> Data for processing:
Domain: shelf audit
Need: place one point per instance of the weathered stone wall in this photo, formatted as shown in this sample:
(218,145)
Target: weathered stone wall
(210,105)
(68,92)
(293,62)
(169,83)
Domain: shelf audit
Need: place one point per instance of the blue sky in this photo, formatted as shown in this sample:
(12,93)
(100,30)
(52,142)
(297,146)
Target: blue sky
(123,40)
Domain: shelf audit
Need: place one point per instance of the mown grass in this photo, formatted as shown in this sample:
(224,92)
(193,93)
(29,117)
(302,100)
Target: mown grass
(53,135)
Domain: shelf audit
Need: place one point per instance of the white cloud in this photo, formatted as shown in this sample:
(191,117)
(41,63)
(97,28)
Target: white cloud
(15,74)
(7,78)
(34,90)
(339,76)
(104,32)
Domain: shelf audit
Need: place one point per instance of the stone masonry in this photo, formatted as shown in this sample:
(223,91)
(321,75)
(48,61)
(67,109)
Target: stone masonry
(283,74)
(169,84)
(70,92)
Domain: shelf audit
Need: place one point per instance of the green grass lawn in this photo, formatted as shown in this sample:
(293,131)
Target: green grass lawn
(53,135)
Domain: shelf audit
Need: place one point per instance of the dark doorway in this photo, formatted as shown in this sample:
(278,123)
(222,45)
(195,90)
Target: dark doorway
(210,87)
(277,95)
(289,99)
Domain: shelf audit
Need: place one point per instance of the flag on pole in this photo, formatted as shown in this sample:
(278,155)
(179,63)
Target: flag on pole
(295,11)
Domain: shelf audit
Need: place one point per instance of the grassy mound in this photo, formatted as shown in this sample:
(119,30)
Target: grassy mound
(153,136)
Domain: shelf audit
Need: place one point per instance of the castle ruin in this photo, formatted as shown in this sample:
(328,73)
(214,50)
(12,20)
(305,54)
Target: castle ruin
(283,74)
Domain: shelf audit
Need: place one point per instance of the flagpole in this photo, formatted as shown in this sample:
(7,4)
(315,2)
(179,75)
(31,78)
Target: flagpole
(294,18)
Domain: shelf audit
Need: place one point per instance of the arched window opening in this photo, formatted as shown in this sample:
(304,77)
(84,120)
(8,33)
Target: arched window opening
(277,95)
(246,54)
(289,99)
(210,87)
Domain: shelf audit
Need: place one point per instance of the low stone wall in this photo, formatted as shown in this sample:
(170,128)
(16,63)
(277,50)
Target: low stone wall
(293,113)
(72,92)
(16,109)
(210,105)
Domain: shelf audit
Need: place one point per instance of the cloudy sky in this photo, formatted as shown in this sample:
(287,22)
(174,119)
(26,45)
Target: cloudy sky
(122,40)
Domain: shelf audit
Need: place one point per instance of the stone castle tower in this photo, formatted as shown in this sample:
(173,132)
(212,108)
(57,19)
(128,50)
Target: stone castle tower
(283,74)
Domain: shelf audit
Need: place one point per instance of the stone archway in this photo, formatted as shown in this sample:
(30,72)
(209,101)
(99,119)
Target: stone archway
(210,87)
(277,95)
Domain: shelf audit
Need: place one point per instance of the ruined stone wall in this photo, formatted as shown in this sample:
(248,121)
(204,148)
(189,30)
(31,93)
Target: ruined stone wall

> Given task: Identify each line in the items above that contains the string "masonry" and copy it out in full. The match is case-sensitive.

> Answer to this task:
Need: place one point per instance of the stone masonry in this photo, formatted as shown in this sample:
Target: stone masonry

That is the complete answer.